> _DATA_
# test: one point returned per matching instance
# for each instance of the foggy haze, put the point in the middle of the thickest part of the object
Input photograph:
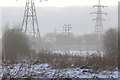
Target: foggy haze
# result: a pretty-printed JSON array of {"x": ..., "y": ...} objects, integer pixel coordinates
[{"x": 51, "y": 17}]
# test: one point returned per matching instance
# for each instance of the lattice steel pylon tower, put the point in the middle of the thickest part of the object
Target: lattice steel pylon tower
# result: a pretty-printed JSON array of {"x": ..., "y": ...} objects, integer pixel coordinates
[
  {"x": 30, "y": 24},
  {"x": 99, "y": 19}
]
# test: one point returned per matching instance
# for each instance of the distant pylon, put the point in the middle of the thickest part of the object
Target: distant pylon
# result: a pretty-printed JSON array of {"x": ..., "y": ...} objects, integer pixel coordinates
[
  {"x": 99, "y": 19},
  {"x": 67, "y": 30}
]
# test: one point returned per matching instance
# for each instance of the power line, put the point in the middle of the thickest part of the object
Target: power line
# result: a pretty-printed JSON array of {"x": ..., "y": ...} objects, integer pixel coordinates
[
  {"x": 99, "y": 19},
  {"x": 67, "y": 30},
  {"x": 30, "y": 24}
]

> _EXERCISE GOAL_
The lines above that hold "tower" are the result; show every one of them.

> _OUTPUT FOR THIS EXERCISE_
# for each instance of the lattice steel pylon tower, put the point in the middle of the thickest part of the object
Target: lattice steel pylon tower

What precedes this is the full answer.